Without the pictures, reproduce the records that follow exactly.

※ ※ ※

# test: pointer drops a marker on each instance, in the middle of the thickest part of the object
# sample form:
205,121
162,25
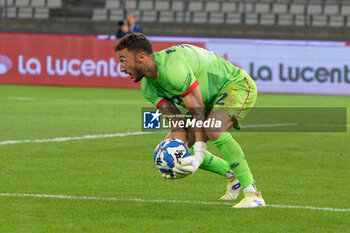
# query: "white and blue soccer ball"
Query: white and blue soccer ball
169,152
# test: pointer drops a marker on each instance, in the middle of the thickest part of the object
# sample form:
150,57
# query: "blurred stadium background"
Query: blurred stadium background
74,159
298,19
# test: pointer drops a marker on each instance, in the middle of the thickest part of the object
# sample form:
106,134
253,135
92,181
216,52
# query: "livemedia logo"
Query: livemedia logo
5,64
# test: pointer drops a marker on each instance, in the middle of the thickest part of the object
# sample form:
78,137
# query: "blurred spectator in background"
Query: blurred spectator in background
133,26
123,29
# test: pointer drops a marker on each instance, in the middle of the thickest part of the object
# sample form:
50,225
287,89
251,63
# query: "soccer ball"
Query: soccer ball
169,152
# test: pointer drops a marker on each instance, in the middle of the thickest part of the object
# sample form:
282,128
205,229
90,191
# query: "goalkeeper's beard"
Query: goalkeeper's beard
139,72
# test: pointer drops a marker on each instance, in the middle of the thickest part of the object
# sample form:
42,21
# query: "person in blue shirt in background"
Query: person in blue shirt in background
123,29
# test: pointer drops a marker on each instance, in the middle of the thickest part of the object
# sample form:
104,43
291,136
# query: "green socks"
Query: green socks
214,164
234,156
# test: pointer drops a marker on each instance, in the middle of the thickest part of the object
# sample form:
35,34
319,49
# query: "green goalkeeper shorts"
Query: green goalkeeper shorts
236,99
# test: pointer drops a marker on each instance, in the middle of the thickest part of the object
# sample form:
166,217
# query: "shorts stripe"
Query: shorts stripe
229,101
245,98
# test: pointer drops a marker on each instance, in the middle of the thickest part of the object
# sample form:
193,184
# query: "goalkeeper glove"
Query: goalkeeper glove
171,176
190,164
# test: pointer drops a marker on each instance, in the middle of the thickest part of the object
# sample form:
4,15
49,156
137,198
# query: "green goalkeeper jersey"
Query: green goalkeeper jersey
182,68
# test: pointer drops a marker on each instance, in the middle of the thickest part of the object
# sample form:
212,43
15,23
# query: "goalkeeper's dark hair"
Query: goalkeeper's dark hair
135,42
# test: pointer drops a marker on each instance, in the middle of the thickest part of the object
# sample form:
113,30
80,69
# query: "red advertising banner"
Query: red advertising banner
63,61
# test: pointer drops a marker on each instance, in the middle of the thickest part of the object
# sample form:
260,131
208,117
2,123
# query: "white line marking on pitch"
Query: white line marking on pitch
63,139
72,138
161,201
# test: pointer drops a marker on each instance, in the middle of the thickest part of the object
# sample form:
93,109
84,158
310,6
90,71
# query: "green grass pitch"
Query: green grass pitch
296,169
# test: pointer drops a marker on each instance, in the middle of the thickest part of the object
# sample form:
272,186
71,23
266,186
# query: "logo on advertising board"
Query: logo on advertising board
5,64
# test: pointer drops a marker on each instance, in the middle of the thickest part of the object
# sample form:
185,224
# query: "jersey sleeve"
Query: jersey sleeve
151,94
181,79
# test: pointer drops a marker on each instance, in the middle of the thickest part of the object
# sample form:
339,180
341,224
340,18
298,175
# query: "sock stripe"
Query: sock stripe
229,101
245,98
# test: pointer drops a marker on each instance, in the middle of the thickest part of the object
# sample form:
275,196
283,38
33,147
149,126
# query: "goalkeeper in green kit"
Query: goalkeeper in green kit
210,89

※ ※ ※

# [CORRECT RESPONSE]
# test: pointer drops a marker on each instance, in the middle of the thickest part of the object
# sample form:
205,121
162,25
# query: "white and blue soccer ball"
Query: white and blue soccer ball
169,152
# test: pointer drops a marker on each instance, in the middle of the thickest part of the object
# sample form:
150,57
# query: "blurred stadium background"
Query: blurred stadium background
74,159
298,19
# test: pointer drops a marker on each instance, in the middle of the thickest part of the object
# sample form:
106,134
253,135
92,181
216,52
# query: "livemedia logo"
Query: livemedia logo
5,64
# test: pointer drops a marker on each instance, in the middle of the thickest part of the object
# sample form:
78,137
# query: "blurred spectator in background"
Query: blurred spectator in background
133,26
123,29
# test: pointer drops a marker on each instance, in the middle of the thickest part of the object
# sample form:
50,225
287,89
251,63
# query: "soccer ball"
Query: soccer ball
169,152
# test: pointer drops a marker on each instance, in the middle of the thickest part of the object
# sample form:
282,128
205,229
90,191
# query: "goalkeeper's beard"
Query: goalkeeper's beard
139,72
# test: pointer drops a marker on each instance, in the middle of the thickest part of the object
# sample form:
42,21
# query: "person in blue shirt in background"
Query: person in blue shirt in background
123,29
# test: pointer drops a marker on each instance, in the middle of the thickest part of the object
# sample form:
104,43
291,136
# query: "green socks"
Query: green socks
214,164
234,156
# test: pointer drops a marker on each instance, in the middle of the thickest part of the object
# sample form:
35,34
319,49
# query: "green goalkeeper shorts"
Query: green goalkeeper shorts
236,99
# test: pointer drops a marker on each instance, in the middle of the thickest part of the object
# sample form:
166,217
# query: "shorts stripe"
Query: shorts stripe
229,101
245,98
# test: pointer drops a marker on each instance, in the middle of the thickest part of the object
# sample form:
193,184
# query: "goalkeeper glove"
Query: goalkeeper glove
171,176
190,164
# test: pointer drops a marker on each instance, in the middle of the thickest part of the object
# sample form:
4,15
49,156
137,198
# query: "green goalkeeper jersey"
Query: green goalkeeper jersey
182,68
# test: pointer drops a marker on each instance, in the middle of the thickest part of the object
# sample form:
212,43
15,23
# query: "goalkeeper's dark hair"
Query: goalkeeper's dark hair
135,42
# test: pointer drops a marker on each instance, in the middle of the thickest part of the object
# sample form:
113,30
80,69
# query: "red advertising banner"
Query: red advertising banner
63,61
# test: pointer drops a marker on each instance, in the middle of the thickest part of the object
# sample form:
260,131
208,117
2,123
# query: "white line marking on pitch"
Query: white line marking on pitch
63,139
72,138
161,201
# test: pointer drops a marker on each instance, in the middle of the thickest part of the object
# sample form:
93,109
84,158
310,6
90,71
# query: "green grass pitch"
Query: green grass pitch
296,169
# test: pointer drops a marker on each instance, in the middle of the thickest part of the object
# sample form:
272,186
71,23
266,186
# query: "logo on advertising board"
Query: logo on advertising board
5,64
# test: pointer drops a marker on each instance, in the middle of the thickest part of the object
# sample form:
185,224
# query: "jersey sleeve"
Query: jersey sleeve
151,94
181,79
# test: pointer drops a marker on each instance, in the middle of the thickest part of the object
# sample form:
339,180
341,224
340,18
298,175
# query: "sock stripe"
Query: sock stripe
229,101
245,98
# test: pointer drops a marker on each instance, in the middle of the thickest part of the object
# sample form:
275,196
283,38
33,147
149,126
# query: "goalkeeper in green kit"
Query: goalkeeper in green kit
210,89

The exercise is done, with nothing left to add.